## Begin SELECTED EXCERPT

Timings given are approximate. There is enough material here for two lessons, should you wish to extend learning around this topic area.
About the MOD Topic
The DCDC (Development, Concepts and Doctrine Centre) assists the MOD to provide a detailed analysis of the future strategic context for Defence. Delivering guidance for the MOD on strategic challenges and opportunities its findings may input into policy development over the next 30 years.
In compiling its analysis the DCDC makes use of a broad and diverse evidence base, ensuring its credibility via its independence from MOD decision-making, drawing together thought and opinion from as wide a constituency as possible.
Research areas extend not just to climate-related humanitarian disaster but also to issues pertaining to governance and law and order; knowledge and innovation; identity and to population and resources. In this lesson the fictional role-plays draw on actual research data heralding climate-change and the impact that this will have on global societies.

## End SELECTED EXCERPT
## Begin LISTED ENTRIES

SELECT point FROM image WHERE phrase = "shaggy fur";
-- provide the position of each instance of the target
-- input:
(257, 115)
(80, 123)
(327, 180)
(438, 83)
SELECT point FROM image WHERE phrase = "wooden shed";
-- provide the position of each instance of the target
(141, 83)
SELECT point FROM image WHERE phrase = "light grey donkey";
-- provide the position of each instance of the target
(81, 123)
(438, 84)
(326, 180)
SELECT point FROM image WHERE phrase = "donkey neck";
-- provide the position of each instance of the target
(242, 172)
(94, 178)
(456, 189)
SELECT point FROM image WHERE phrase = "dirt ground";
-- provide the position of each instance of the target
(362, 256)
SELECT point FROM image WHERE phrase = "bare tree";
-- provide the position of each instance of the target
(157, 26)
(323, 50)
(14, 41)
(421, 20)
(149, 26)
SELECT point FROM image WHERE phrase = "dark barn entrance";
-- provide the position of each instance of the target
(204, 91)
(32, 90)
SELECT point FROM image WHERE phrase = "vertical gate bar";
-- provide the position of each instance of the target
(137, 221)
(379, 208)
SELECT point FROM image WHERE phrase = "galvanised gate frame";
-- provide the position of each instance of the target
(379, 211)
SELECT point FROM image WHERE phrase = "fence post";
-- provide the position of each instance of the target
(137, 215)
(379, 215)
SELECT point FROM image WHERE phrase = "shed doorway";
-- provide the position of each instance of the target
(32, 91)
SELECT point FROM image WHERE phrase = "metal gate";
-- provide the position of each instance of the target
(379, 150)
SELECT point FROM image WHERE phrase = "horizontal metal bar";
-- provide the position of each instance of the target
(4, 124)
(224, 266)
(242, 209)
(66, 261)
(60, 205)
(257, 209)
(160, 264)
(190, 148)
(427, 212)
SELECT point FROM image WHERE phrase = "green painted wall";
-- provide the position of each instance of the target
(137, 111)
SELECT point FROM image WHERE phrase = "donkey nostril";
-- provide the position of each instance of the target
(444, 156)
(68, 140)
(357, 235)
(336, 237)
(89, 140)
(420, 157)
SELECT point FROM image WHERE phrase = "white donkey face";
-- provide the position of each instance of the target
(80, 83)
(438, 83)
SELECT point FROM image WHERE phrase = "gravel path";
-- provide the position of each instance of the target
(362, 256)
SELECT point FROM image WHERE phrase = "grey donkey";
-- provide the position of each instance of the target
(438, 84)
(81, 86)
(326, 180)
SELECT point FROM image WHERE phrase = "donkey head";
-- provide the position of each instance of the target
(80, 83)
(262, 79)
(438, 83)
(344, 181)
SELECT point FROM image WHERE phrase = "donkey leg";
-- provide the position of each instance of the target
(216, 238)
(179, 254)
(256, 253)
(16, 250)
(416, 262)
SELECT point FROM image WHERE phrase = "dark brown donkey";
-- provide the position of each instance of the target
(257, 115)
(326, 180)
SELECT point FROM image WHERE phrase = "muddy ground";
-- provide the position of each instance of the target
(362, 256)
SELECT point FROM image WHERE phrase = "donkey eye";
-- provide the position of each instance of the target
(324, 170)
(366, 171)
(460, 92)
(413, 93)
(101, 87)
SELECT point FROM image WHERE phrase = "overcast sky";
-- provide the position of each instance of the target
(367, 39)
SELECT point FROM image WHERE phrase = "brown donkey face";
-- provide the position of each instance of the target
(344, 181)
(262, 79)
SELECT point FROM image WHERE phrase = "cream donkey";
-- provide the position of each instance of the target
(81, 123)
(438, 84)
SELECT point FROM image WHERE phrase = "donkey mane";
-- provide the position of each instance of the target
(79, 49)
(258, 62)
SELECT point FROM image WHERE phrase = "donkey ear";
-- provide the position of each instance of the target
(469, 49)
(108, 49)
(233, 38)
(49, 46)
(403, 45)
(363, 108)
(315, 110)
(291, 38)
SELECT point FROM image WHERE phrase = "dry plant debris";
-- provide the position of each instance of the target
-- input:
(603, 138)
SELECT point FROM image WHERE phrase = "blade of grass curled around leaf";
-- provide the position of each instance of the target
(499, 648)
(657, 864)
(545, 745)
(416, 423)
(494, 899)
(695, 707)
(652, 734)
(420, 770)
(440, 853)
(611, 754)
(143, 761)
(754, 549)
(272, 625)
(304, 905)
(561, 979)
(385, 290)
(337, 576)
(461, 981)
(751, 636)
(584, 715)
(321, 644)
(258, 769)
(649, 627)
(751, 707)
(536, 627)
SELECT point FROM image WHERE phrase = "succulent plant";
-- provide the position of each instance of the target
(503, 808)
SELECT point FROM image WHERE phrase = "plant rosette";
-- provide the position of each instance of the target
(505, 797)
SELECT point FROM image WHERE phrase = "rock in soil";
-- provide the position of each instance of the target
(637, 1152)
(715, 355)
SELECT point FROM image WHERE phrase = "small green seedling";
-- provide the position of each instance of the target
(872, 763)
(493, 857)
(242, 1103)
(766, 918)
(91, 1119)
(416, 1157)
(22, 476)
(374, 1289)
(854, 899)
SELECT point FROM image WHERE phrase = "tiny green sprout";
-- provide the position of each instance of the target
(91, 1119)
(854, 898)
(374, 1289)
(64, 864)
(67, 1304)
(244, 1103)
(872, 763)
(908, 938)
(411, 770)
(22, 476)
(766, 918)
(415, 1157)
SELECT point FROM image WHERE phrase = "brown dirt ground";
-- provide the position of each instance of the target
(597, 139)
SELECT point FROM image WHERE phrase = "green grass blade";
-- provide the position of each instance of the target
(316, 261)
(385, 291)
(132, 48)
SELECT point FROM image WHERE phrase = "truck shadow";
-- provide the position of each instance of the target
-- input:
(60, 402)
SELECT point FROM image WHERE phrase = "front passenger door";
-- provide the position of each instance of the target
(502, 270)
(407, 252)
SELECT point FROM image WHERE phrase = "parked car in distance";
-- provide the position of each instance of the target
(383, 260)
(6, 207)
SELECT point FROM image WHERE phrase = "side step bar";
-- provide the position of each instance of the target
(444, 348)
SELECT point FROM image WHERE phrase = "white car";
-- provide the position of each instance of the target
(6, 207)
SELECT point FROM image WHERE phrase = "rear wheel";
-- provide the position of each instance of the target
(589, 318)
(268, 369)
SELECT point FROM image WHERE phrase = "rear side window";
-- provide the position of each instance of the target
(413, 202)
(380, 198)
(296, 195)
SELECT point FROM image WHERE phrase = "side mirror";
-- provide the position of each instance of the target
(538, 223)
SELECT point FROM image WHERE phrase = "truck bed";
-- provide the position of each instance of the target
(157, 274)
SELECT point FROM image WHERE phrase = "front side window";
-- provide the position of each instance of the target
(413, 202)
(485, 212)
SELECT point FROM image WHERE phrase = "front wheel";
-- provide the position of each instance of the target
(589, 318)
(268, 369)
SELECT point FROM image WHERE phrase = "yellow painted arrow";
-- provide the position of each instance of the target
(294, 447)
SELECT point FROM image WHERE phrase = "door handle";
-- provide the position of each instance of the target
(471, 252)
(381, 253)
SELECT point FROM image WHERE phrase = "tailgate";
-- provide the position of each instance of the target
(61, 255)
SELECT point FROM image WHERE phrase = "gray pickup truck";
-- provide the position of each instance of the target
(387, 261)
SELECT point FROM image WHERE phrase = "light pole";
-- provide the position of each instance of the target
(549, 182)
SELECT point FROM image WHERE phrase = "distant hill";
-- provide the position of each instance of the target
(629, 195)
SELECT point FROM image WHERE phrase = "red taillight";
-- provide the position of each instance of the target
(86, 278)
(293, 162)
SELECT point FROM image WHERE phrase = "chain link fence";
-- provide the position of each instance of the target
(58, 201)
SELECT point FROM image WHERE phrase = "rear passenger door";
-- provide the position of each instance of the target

## End LISTED ENTRIES

According to the text about the MOD topic, over what period may the DCDC's findings feed into policy development?

=== TASK ANSWER ===
Over the next 30 years.